# Instructions for the task
Below are entries; copy exactly the lines from the one with "mark the parked car | one pin per instance." through the one with "mark the young", both included, and leave out the rest.

(Referring expression data)
※ ※ ※
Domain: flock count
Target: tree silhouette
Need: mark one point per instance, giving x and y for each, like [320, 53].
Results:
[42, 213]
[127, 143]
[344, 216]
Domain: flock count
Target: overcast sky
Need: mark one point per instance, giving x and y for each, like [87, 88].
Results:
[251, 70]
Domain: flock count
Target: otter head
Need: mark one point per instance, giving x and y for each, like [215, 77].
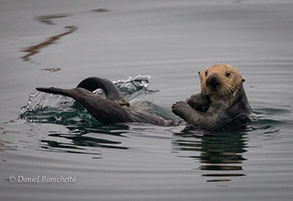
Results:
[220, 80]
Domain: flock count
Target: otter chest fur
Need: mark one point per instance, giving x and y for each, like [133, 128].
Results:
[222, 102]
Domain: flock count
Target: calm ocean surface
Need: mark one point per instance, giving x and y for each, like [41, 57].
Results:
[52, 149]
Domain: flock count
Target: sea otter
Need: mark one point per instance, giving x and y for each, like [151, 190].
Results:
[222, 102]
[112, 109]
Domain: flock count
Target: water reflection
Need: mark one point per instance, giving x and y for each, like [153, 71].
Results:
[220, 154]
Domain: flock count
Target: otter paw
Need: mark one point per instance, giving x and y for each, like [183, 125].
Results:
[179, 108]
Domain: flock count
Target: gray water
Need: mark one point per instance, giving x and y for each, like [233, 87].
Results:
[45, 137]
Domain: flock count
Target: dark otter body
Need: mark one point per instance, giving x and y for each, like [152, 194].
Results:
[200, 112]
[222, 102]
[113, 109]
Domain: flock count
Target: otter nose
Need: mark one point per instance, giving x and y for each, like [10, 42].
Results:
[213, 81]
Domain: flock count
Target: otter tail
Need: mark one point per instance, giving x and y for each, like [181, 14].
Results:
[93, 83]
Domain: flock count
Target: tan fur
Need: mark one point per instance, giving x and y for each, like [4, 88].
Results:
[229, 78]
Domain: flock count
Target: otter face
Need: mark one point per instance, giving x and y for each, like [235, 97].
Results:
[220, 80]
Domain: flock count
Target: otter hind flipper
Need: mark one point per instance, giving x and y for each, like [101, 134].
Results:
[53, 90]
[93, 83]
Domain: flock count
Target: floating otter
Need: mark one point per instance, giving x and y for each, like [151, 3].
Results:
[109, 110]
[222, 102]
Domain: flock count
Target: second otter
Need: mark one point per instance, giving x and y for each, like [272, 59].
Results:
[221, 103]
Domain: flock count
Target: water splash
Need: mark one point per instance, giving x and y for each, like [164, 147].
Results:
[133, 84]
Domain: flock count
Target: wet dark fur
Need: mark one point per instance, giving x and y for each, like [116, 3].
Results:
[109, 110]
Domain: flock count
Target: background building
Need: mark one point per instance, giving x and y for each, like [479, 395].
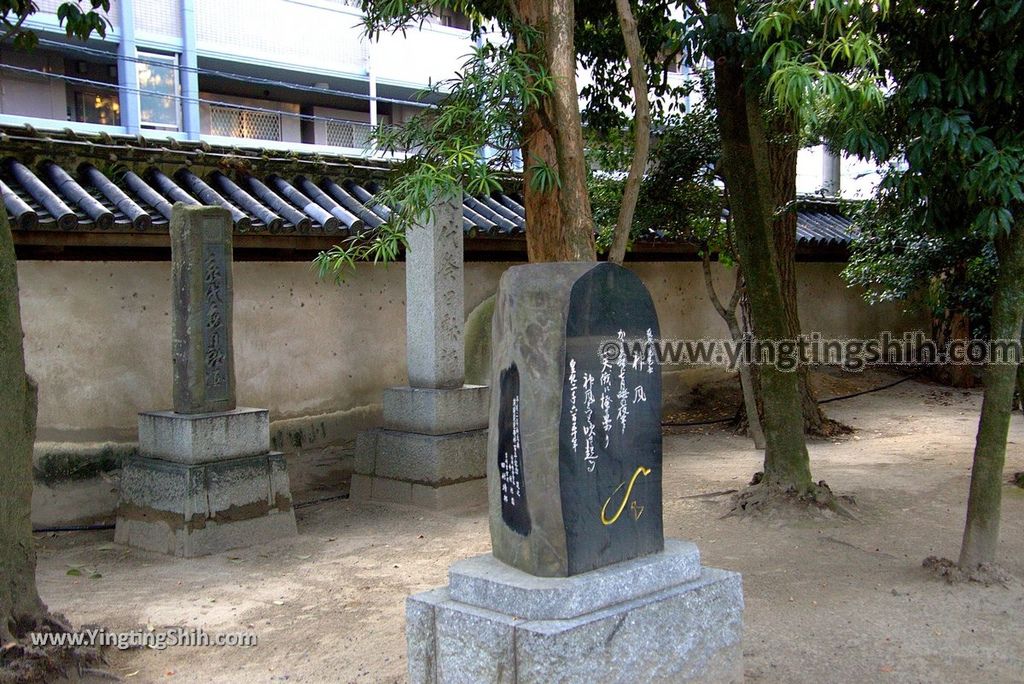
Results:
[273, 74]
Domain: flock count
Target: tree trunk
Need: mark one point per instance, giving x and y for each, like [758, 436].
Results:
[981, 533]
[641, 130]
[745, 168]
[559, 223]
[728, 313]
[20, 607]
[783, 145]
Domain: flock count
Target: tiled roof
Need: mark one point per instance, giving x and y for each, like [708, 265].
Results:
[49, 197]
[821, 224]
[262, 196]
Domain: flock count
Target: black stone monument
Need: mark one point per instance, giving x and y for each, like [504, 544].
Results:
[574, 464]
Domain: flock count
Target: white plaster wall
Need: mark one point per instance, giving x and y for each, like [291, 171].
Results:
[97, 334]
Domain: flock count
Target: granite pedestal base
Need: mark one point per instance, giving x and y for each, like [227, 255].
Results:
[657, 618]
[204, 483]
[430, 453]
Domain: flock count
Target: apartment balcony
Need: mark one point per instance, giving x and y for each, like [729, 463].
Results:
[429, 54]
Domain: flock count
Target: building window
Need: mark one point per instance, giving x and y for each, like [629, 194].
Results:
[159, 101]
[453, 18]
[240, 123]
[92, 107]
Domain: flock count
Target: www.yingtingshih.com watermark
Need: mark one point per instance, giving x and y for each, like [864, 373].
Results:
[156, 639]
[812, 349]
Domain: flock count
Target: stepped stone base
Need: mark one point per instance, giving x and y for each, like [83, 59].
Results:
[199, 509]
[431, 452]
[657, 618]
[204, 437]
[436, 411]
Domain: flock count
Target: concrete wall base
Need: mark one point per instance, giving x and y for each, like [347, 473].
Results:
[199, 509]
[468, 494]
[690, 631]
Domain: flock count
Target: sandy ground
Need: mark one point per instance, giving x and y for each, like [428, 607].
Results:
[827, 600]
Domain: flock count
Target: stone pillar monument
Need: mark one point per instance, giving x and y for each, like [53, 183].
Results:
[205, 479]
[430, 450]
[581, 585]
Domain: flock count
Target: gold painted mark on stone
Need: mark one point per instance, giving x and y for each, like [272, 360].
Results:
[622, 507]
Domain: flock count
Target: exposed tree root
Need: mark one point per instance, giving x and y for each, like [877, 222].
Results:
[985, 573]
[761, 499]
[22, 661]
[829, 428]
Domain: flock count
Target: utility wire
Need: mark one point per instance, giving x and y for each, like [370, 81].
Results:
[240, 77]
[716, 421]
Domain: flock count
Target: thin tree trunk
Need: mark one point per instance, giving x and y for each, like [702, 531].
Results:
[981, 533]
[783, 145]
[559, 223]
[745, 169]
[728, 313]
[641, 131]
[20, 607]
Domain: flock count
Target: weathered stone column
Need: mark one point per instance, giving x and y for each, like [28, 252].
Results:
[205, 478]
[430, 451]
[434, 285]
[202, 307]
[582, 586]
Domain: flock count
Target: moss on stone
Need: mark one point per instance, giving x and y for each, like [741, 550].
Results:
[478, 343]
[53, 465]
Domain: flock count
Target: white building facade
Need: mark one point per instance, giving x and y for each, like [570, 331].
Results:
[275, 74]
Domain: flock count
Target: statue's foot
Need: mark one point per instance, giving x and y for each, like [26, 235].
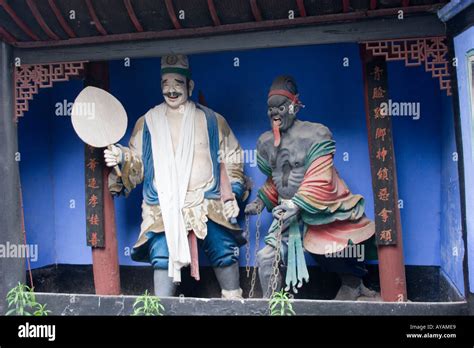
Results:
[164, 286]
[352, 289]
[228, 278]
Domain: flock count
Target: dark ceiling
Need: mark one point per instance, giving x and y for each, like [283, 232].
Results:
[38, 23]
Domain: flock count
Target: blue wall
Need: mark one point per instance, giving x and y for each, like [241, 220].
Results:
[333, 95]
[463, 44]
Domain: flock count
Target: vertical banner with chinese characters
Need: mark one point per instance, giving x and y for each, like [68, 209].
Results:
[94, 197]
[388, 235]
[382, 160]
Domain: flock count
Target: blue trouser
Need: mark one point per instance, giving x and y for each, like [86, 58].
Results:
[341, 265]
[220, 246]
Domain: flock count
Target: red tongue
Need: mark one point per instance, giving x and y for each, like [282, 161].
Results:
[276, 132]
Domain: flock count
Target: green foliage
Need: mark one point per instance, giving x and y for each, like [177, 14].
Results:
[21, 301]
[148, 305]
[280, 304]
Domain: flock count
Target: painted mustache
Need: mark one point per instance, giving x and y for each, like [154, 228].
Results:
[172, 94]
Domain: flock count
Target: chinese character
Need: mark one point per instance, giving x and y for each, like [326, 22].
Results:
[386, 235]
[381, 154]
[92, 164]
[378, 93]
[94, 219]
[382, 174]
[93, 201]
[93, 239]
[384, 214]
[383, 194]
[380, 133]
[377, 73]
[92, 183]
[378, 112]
※ ※ ※
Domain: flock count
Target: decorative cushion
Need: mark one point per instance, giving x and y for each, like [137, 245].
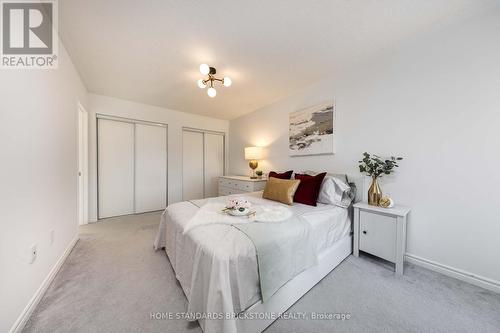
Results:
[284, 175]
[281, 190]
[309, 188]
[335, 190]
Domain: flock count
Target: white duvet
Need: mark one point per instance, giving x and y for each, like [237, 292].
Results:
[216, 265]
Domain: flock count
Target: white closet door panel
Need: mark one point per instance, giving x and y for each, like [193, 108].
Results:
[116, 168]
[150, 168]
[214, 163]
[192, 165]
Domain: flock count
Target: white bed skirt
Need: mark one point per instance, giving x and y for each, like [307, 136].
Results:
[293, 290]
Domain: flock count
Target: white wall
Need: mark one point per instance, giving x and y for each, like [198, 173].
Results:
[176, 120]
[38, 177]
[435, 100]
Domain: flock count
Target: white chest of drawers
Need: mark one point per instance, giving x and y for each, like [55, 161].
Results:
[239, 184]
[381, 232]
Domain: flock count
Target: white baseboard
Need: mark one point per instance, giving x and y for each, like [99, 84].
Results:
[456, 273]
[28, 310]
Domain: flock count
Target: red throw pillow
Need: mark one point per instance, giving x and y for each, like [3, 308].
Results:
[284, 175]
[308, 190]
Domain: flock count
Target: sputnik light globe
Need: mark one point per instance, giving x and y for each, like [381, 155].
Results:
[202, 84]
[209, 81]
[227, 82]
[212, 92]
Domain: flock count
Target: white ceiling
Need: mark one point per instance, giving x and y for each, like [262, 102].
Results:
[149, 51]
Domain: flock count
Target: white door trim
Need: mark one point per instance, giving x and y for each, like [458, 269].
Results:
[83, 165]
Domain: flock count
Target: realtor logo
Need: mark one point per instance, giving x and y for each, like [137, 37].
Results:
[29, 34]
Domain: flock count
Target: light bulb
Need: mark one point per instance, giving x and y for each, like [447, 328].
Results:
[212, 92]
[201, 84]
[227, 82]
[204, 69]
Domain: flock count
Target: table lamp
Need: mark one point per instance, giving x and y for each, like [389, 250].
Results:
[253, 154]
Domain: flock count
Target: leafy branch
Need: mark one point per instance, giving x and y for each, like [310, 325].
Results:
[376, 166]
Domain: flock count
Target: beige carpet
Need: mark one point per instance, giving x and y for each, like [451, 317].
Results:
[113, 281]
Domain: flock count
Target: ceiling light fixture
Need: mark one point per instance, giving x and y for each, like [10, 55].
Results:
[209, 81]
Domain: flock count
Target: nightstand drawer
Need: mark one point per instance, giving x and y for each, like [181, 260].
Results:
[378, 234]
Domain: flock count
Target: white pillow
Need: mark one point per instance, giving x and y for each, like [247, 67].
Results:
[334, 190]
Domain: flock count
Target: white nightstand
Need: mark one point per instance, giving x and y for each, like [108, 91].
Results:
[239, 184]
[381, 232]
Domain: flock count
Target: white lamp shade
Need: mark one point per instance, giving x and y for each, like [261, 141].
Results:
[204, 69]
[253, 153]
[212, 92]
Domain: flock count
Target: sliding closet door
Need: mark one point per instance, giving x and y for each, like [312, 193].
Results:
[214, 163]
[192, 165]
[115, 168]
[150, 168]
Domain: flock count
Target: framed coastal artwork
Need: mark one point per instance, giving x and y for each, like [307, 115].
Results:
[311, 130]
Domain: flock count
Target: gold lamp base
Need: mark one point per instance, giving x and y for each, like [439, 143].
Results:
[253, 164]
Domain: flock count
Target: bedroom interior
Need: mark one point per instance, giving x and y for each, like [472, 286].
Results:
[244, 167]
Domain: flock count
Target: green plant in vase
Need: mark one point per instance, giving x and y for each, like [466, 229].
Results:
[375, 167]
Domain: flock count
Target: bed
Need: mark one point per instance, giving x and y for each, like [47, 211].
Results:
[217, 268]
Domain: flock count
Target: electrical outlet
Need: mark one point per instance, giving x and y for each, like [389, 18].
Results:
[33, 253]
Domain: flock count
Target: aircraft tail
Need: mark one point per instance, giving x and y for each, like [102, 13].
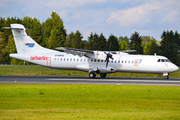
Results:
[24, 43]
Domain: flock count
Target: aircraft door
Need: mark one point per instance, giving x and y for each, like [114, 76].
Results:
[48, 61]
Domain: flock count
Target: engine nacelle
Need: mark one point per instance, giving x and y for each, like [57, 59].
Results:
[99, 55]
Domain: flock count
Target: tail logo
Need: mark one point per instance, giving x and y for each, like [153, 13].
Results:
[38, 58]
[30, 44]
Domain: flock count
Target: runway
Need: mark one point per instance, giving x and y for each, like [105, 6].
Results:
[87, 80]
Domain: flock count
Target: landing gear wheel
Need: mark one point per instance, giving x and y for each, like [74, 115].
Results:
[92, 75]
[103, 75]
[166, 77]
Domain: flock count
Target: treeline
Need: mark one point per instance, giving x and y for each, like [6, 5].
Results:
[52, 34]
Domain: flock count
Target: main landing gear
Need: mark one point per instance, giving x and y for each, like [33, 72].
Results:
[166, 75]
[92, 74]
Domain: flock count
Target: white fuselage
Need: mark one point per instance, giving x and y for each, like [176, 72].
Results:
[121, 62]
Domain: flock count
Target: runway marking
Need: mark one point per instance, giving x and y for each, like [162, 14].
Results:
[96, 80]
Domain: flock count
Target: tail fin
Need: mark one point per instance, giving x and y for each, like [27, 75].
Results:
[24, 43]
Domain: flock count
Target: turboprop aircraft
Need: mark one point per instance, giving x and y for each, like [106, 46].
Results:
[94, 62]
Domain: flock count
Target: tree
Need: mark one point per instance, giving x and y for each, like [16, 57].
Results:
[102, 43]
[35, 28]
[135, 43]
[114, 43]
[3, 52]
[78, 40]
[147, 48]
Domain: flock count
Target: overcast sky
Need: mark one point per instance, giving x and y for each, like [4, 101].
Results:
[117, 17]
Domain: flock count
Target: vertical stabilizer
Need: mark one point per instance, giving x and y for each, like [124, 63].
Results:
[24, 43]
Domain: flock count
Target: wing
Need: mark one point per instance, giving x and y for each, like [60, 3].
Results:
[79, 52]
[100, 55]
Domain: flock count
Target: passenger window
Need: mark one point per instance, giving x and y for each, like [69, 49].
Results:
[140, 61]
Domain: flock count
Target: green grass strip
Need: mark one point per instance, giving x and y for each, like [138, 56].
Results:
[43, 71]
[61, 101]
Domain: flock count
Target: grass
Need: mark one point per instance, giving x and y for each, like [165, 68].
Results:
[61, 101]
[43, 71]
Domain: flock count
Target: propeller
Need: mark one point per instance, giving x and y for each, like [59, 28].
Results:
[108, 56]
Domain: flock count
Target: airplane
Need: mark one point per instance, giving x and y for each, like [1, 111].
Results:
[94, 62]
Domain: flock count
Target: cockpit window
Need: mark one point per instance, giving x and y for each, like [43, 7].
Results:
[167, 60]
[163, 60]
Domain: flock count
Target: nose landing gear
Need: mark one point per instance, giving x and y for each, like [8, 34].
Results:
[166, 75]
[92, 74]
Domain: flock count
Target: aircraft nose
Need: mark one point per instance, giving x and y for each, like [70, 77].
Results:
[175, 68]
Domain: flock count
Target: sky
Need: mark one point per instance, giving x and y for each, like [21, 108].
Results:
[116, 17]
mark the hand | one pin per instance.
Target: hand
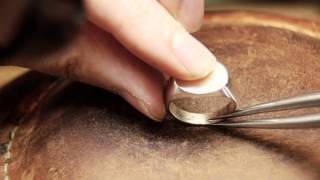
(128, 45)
※ ※ ※
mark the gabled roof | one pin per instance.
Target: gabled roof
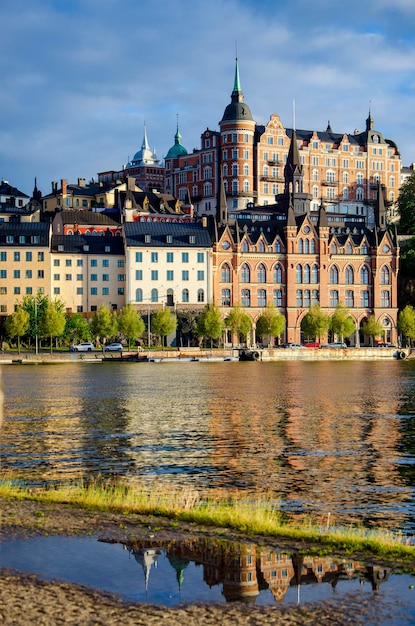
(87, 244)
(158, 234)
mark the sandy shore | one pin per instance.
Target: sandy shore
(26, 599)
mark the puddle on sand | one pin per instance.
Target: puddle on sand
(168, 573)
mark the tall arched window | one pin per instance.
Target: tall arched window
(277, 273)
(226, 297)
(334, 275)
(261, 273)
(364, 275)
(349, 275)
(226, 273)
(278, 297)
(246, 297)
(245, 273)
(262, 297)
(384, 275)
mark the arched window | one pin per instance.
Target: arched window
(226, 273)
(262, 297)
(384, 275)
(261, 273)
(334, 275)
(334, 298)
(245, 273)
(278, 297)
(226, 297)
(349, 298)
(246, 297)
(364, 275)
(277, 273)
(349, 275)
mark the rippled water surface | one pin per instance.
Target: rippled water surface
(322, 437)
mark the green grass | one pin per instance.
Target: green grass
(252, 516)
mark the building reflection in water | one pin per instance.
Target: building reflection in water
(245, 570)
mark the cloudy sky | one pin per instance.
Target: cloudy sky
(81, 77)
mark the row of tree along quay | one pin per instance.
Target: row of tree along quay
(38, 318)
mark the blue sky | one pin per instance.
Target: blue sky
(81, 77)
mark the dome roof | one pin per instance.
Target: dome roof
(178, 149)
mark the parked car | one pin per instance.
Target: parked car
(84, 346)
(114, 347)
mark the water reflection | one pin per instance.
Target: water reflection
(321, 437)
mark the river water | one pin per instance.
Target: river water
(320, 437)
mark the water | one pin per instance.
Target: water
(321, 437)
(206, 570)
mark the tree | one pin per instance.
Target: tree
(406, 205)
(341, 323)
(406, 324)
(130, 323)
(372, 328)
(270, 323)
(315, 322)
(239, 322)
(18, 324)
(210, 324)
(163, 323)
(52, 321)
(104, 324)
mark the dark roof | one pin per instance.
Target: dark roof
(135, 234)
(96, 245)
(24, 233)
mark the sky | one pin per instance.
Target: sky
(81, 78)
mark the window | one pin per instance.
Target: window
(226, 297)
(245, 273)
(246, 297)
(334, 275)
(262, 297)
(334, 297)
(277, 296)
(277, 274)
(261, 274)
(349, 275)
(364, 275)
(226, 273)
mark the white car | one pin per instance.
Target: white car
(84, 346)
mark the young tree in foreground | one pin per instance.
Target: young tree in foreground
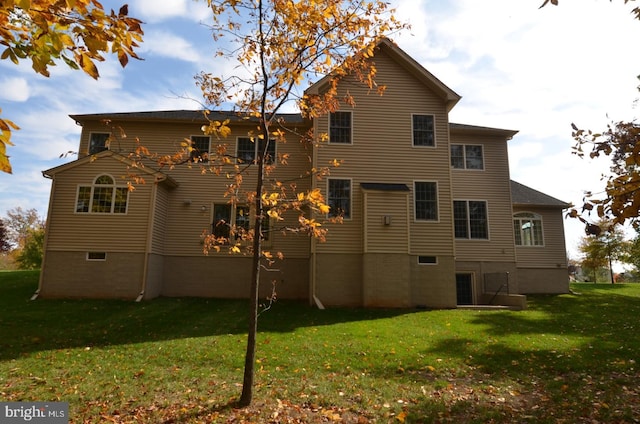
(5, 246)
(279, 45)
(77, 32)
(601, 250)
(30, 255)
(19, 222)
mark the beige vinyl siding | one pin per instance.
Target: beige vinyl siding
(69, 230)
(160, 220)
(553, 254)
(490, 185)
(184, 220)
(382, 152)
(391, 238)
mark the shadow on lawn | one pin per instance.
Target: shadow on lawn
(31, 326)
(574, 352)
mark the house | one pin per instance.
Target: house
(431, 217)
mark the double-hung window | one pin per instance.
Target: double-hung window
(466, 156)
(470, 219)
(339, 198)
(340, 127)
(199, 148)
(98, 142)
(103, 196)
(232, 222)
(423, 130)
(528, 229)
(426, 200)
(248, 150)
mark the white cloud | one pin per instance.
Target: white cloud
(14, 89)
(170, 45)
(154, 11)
※ ※ ※
# Solution to this task
mark the parked car | one pin per instance.
Target: parked car
(84, 346)
(114, 347)
mark the water reflection | one pin per instance.
Target: water reflection
(321, 437)
mark the river water | one pin per instance.
Target: river water
(320, 437)
mark the water | one pin per instance.
Target: water
(321, 437)
(206, 570)
mark the tree | one pin per instance.
Target: tree
(406, 205)
(341, 323)
(406, 324)
(130, 323)
(372, 328)
(270, 323)
(315, 322)
(239, 322)
(18, 324)
(210, 324)
(163, 323)
(52, 321)
(104, 324)
mark the dark roof | one pin per instance.
Target: dark roof
(135, 234)
(96, 245)
(24, 233)
mark the sky | one pin per instance.
Target: sky
(81, 78)
mark the window | one pin per instance.
Target: window
(226, 297)
(245, 273)
(246, 297)
(334, 275)
(262, 297)
(334, 297)
(277, 296)
(277, 274)
(261, 274)
(349, 275)
(364, 275)
(226, 273)
mark the white car | one pin per instance.
Target: white car
(84, 346)
mark the young tree in foreground | one pin per instance.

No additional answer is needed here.